* _THE REQUEST_:
Write out all the entries below again, changing every "Annotation task" to "Labeling task" and leaving everything else as it is.

-- Start --

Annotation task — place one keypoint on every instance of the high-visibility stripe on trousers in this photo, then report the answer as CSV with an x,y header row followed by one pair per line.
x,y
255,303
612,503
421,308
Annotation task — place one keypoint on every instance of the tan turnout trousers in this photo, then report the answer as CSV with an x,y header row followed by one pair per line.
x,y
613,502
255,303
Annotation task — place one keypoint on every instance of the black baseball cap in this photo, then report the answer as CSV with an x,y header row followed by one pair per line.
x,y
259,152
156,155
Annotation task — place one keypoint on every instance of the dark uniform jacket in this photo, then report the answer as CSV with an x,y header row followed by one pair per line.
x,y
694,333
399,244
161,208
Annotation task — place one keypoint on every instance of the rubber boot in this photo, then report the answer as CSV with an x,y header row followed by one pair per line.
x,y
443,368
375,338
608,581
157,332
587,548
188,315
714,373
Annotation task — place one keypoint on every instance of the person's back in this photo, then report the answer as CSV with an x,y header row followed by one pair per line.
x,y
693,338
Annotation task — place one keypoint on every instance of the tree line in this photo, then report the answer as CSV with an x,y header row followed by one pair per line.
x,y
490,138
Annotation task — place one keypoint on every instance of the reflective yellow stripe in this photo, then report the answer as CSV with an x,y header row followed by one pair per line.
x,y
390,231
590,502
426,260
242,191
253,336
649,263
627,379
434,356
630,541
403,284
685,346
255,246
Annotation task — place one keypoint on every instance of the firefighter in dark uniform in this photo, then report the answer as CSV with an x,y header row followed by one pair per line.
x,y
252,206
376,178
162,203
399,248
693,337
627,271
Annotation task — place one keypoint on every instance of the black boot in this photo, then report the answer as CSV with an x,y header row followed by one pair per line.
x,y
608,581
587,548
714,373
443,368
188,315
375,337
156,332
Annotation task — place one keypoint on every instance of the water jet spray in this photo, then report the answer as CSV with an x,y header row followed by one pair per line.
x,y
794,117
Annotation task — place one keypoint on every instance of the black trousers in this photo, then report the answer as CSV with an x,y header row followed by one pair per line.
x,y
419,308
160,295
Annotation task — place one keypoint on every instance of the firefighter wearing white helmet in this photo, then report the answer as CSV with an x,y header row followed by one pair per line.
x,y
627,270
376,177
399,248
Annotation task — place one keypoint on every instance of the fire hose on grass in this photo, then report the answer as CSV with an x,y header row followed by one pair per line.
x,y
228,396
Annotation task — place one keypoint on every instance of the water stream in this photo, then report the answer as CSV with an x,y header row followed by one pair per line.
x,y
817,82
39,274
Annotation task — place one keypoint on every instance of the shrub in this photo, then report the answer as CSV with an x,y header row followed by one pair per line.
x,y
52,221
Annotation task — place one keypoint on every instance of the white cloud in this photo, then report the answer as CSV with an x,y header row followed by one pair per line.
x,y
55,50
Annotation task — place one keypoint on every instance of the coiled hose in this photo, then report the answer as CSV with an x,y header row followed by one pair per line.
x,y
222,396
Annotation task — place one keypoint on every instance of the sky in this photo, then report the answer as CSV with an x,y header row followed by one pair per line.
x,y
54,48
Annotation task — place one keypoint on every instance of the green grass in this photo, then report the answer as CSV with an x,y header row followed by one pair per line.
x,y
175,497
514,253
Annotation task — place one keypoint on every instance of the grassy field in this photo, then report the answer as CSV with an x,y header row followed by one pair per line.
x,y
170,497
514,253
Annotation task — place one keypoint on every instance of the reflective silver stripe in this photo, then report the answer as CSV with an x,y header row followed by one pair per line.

-- End --

* _RESPONSE FOR THIS EXERCISE_:
Labeling task — place one keypoint on every instance of the high-visibility stripe on trousers in this photo, then report the answer as CSV with an x,y header row followed by one pair per line.
x,y
255,303
612,503
421,308
Labeling task — place one keypoint on every instance of the tan turnout trousers in this photo, then report the answer as CSV with an x,y header row followed by one pair per line.
x,y
613,502
255,303
Labeling task — place one keypoint on every instance of the black baseball cap in this photo, then report the answer as CSV with an x,y header row followed by one pair per line.
x,y
259,152
156,155
Labeling task — place one keypoint on every instance of the dark uniform jacket in this photo, then report the answer as CSV with an x,y header row followed by one pair per line.
x,y
694,333
399,244
161,208
Labeling task — place one keypoint on every instance of the rubber boot in this photo, then report the answer as CSV with an x,y header row followed by one pair per line.
x,y
443,368
375,338
608,581
157,332
587,548
188,315
714,373
Labeling task — place one keypoint on every instance of the person's back in this photo, then report the answer as CSV with an x,y header row followed by one pair per line.
x,y
693,338
Labeling task — place one keypoint on every instance of the tree line in this photo, then report the answer as CSV with an x,y header row followed by one pair per line.
x,y
490,138
Labeling task — place one keypoint on every instance of the reflective yellow stripe in this photo, then report the answer as CSV with an x,y header row followed by one pair per line.
x,y
390,231
590,502
426,260
242,191
253,336
649,263
627,379
434,356
630,541
403,284
685,346
255,246
Labeling task — place one keypoint on every instance of the firefighter in dark uniform in this photo, then report the answer as CSV with an x,y header row followed by one pair per line.
x,y
252,206
376,178
162,203
399,248
693,337
627,271
Labeling task — place one keypoint on every instance of the black boot in this photo, then report the answer as CSV with an x,y header row followed by one pair per line.
x,y
608,581
587,548
714,373
443,368
188,315
375,337
156,332
Labeling task — place one keypoint on every instance of the water jet spray in this photo, then report the answer as CSV with an x,y header row followed by one pair per line.
x,y
794,117
Labeling task — place one keypoint on every instance of the black trousers in this photo, then report the answer as CSV with an x,y header row followed by one pair per line.
x,y
419,308
160,295
Labeling task — place one keypoint on every instance of the firefighter wearing white helmet in this photo, then report the answer as CSV with an x,y header row followed by one pair per line.
x,y
627,270
376,177
399,248
Labeling task — place one keypoint on every instance of the fire hose on grass in this photo, then report the answer as CSV with an x,y header row followed by one pair per line.
x,y
228,396
Labeling task — place one keypoint on every instance of the water stream in this photo, then report the answer as CSV with an x,y header row followed by one pair per line.
x,y
817,82
39,274
Labeling task — place one keypoint on every instance of the shrub in this photo, then report the answer as CSV with an x,y header row followed by one pair per line.
x,y
52,221
Labeling task — place one keypoint on every instance of the white cloud in this photo, then report the answer as CSV with an x,y header row followed by one pair per line.
x,y
55,50
Labeling task — place one keypoint on every instance of the coiled hose in this photo, then report the answer as CSV with an x,y header row followed by one pair per line.
x,y
222,396
Labeling task — place one keypoint on every instance of the sky in this photo, then report the answer as CSV with an x,y header row followed by one pair per line.
x,y
54,48
Labeling task — place one keypoint on every instance of the green grass in this photo, then report the answer as CSV with an x,y header row followed by one pair per line.
x,y
175,497
514,253
Labeling task — place one keypoint on every instance of the grassy field in this photo, then report the answer as CSV with an x,y header row followed by one pair per line.
x,y
170,497
514,253
Labeling task — place one keypoint on every instance of the reflective silver stripe in this photo, then report the answer as CSV with an x,y header row followed by one pair per line.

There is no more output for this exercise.